#### [CHALLENGES]
[1] Can you return the part of the mailing-list post that starts with "[Date Prev][Date Next][Thread" and goes on through "(William D. Gooch)", copied word for word?
[2] In the records, can you switch "orange rope" to "yellow rope" and give back only the lines starting with the one containing "orange rope in the photo above." and going on through the end of the records, with everything else unchanged?

#### [PASSAGE]
++++++

[Date Prev][Date Next][Thread Prev][Thread Next][Date Index][Thread Index]

Re: Yes, they are special, but...

>From: Barry Margolin <barmar@think.com>
>Subject: Yes, they are special, but...
>    Date: Fri, 9 Jun 89 09:16 CDT
>    From: ai.gooch@mcc.com (William D. Gooch)
>	...."highly specialized hardware"....
>    I've heard this idea bandied about enough that I suppose I should
>    understand it by now, but - sorry if I'm being dense - I still don't
>    know what it means.  The term "specialized," usually stated as in
>    opposition to "general-purpose," implies that there are things one
>    cannot do on a Symbolics machine which other hardware does support.
>    If you don't mind my asking, what are those things?  
>It's not that Symbolics machines can't do things that other machines
>can, it's that they don't do many common things well....

++++++

#### [DATA PROVIDED]
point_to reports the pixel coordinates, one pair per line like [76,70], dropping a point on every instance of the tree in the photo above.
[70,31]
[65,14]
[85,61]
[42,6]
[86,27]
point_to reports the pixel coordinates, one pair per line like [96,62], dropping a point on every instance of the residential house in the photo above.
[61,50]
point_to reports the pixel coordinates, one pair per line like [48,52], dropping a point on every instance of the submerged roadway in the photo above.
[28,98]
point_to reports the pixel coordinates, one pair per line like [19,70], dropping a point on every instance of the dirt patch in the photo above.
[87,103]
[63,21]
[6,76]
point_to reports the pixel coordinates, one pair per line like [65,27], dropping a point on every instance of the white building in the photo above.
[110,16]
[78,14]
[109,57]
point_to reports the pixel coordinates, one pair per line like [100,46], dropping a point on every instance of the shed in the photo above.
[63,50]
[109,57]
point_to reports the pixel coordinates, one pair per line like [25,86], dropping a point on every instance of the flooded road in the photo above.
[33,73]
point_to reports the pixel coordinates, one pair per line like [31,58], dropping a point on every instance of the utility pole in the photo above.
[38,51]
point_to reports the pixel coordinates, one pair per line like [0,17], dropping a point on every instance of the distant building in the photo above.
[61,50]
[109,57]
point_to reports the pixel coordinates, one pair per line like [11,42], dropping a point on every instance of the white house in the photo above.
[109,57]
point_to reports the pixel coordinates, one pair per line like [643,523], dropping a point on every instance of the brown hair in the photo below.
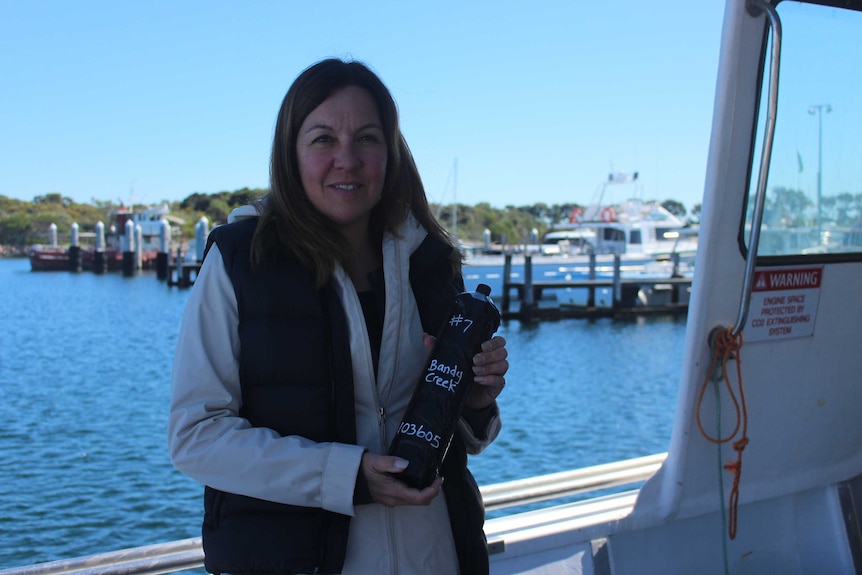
[289,223]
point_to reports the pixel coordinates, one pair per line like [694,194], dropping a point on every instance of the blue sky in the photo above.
[535,102]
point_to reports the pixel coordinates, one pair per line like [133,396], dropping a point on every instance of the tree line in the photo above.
[24,223]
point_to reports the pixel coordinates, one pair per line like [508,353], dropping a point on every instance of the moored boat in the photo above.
[147,224]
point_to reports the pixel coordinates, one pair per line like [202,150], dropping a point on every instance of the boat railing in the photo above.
[187,554]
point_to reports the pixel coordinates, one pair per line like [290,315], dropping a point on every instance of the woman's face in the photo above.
[342,155]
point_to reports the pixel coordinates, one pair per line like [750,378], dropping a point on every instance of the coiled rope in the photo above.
[726,348]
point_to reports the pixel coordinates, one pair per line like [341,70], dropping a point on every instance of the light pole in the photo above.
[818,109]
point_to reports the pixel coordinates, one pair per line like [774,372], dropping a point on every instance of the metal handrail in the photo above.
[565,483]
[188,554]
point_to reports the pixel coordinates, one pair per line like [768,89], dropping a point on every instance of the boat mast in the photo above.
[455,199]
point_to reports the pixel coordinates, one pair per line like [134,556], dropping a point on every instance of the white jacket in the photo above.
[209,442]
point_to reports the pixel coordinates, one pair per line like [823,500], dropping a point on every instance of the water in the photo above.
[85,366]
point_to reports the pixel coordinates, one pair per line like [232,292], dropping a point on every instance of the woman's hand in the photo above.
[489,368]
[387,489]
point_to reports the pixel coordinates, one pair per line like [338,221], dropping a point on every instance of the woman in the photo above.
[301,344]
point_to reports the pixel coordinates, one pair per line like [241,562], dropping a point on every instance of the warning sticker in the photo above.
[783,303]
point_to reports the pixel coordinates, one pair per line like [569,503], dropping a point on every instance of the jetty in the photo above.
[629,296]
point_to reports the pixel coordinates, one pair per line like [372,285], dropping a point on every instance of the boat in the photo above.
[53,257]
[637,229]
[763,471]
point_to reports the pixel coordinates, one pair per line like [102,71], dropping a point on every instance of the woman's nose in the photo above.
[347,156]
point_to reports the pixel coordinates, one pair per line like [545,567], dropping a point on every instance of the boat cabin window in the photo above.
[813,205]
[613,235]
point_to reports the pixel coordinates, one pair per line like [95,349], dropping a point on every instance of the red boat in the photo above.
[57,258]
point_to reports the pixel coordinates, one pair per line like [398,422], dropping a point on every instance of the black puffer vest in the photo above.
[295,372]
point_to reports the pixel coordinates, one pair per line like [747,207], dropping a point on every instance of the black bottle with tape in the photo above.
[432,416]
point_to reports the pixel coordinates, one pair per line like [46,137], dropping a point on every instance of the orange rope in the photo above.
[727,348]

++++++

#### [SOLVED TASKS]
[1]
[Date Prev][Date Next][Thread Prev][Thread Next][Date Index][Thread Index]

Re: Yes, they are special, but...

>From: Barry Margolin <barmar@think.com>
>Subject: Yes, they are special, but...
>    Date: Fri, 9 Jun 89 09:16 CDT
>    From: ai.gooch@mcc.com (William D. Gooch)

[2]
point_to reports the pixel coordinates, one pair per line like [46,137], dropping a point on every instance of the yellow rope in the photo above.
[727,348]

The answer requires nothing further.